PASSAGE FOR REVIEW:
▶

Stephen J. Pyne (born 1949) is an emeritus professor at Arizona State University, specializing in environmental history, the history of exploration, and especially the history of humanity and fire.

==Education==
Pyne attended a Jesuit high school in Phoenix, Arizona, received his bachelor's degree at Stanford University and his master's (1974) and Ph.D. degrees (1976) from the University of Texas at Austin.

He spent his summers from 1967 to 1981 as a wildland firefighter at the North Rim of Grand Canyon National Park, twelve as crew boss. During the summers of 1983–85 he wrote fire plans for Rocky Mountain and Yellowstone national parks. He regards his experience on the North Rim as the foundation for his career and the inspiration for almost all of his writings.

== Career and research ==
He began his career as an academic in 1982 when he was hired by the History Department at the University of Iowa. In 1985 he relocated to Arizona State University where he remained until he retired as a Regents Professor at the end of 2018.

During that time he enjoyed two tours at the National Humanities Center, a National Endowment for the Humanities (NEH) Fellowship, a summer Fulbright Fellowship to Sweden, and an Antarctic Fellowship co-sponsored by NEH and the National Science Foundation, in which he spent a field season in Antarctica. In 1988 he was awarded a MacArthur Fellowship.

His research interests fall in two general categories. One, growing out of his years in graduate school, recount the history of exploration. These writings include his biography of G.K. Gilbert, The Ice, How the Canyon Became Grand, Voyager, and The Great Ages of Discovery. How Western Civilization Learned About a Wider World. Other works include The Last Lost World, which he wrote with his daughter, Lydia V. Pyne, and two books on writing nonfiction, Voice and Vision and Style and Story.

His second interest pertains to the mutual history of humanity and fire. Beginning with the 1982 publication of Fire in America, Pyne has expanded his study to include major fire histories for the United States, Australia, Canada, Europe (including Russia), Mexico, and the overall planet, along with shorter surveys of India, South Africa, New Zealand, Ghana, and other countries. He has written and co-authored three textbooks on landscape fires and their management. His 2015 book Between Two Fires and nine-volume series of regional fire reconnaissances,To the Last Smoke, update his earlier history of US fire, surveying events from 1960 to 2013. In 2026 he updated his fire history of Europe with "Undying Fire." He is frequently asked to provide historical and comparative context for current fire-related issues.

◀

RECORDS SHOWN:

▶

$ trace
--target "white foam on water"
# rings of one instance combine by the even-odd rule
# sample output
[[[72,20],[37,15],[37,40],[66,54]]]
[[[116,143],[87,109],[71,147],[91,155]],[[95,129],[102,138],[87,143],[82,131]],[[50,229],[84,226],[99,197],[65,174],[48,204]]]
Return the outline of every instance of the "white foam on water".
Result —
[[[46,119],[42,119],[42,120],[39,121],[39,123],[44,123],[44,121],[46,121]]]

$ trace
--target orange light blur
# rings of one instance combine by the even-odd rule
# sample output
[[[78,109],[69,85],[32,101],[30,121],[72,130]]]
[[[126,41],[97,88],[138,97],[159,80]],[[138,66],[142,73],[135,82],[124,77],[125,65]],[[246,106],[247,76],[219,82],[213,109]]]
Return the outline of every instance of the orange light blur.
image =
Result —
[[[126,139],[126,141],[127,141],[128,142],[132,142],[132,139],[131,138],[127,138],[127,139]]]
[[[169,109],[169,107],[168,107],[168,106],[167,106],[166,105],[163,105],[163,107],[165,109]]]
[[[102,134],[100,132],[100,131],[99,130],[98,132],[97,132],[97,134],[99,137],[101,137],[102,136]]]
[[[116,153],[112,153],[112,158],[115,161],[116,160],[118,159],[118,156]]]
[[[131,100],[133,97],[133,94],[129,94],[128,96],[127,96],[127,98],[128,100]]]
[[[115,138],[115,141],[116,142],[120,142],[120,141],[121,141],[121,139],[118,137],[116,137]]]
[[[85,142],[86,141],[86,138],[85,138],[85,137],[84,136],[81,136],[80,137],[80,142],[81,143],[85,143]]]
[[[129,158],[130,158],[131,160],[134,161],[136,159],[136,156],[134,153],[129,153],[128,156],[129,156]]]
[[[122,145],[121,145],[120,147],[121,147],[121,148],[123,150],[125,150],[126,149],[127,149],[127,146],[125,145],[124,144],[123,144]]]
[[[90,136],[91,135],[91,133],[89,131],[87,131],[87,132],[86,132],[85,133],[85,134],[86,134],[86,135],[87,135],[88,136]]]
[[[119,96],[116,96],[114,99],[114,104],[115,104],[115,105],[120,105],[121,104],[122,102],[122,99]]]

◀

BRIEF 1:
According to the passage about Stephen J. Pyne, in what year was he awarded a MacArthur Fellowship?
BRIEF 2:
Please output the part of the passage about Stephen J. Pyne that opens with the words containing "He spent his" and closes with "end of 2018.", copying it word for word.
BRIEF 3:
Write the next part of the passage about Stephen J. Pyne, picking up after its last sentence.

WRITTEN RESPONSE 1:
1988.

WRITTEN RESPONSE 2:
He spent his summers from 1967 to 1981 as a wildland firefighter at the North Rim of Grand Canyon National Park, twelve as crew boss. During the summers of 1983–85 he wrote fire plans for Rocky Mountain and Yellowstone national parks. He regards his experience on the North Rim as the foundation for his career and the inspiration for almost all of his writings.

== Career and research ==
He began his career as an academic in 1982 when he was hired by the History Department at the University of Iowa. In 1985 he relocated to Arizona State University where he remained until he retired as a Regents Professor at the end of 2018.

WRITTEN RESPONSE 3:
== Major concepts ==
Each of this two primary themes - exploration history and fire - has led to organizing concepts. For exploration this involves the notion of three great ages of discovery. The idea builds on the proposal by William H. Goetzmann, his doctoral supervisor, that the Great Age of Discovery by European explorers was followed by a "Second Great Age" begun in the mid-18th century. The first age aligned with a Renaissance; the second, with the Enlightenment, especially modern science. Goetzmann developed his concept in his book, New Lands, New Men. Pyne expanded the idea by arguing for a third great age that extended over the latter half of the 20th century in which exploration pushed into Antarctica, the deep oceans, and interplanetary space. He summarized his understanding in his book, The Great Ages of Discovery.

With regard to fire, Pyne has attempted to distill his extensive scholarship into one phrase and two organizing concepts. The phrase is, "We are uniquely fire creatures on a uniquely fire planet." The concepts are the "Pyrocene" and "third nature."

The Pyrocene argues that humanity's relationship with fire has become so powerful that it has broken the serial ice ages of the Pleistocene, that it has replaced an interglacial epoch with a fire age, what Pyne terms the Pyrocene. He regards the Holocene as an Anthropocene, or as viewed from a fire-centric perspective, a Pyrocene. A phase change involving fossil fuel combustion has accelerated the transformation.

"Third nature" builds on the ancient observation of Cicero (and others) that humans have remade raw nature into a facsimile or second nature. Pyne considers how fossil biomass from coal, oil, and gas have further restructured the planet. Some of that biomass serves as fuel to power humanity's ambitions, but much remains as matter in the form of asphalt, petrochemicals, synthetics, plastics, and so on that have interwoven with second nature to make a third nature. He has likened the process to "geology's Jurassic Park" because it has taken stuff from deep time and released into the present where it has become a serious pollutant. "It comes from another world," Pyne has said, "and doesn't belong in this one."

==Bibliography==
Stephen J. Pyne has authored the following books, and his papers are housed in the Arizona State University Archives:
- Grove Karl Gilbert (University of Texas Press, 1980; University of Iowa Press reprint)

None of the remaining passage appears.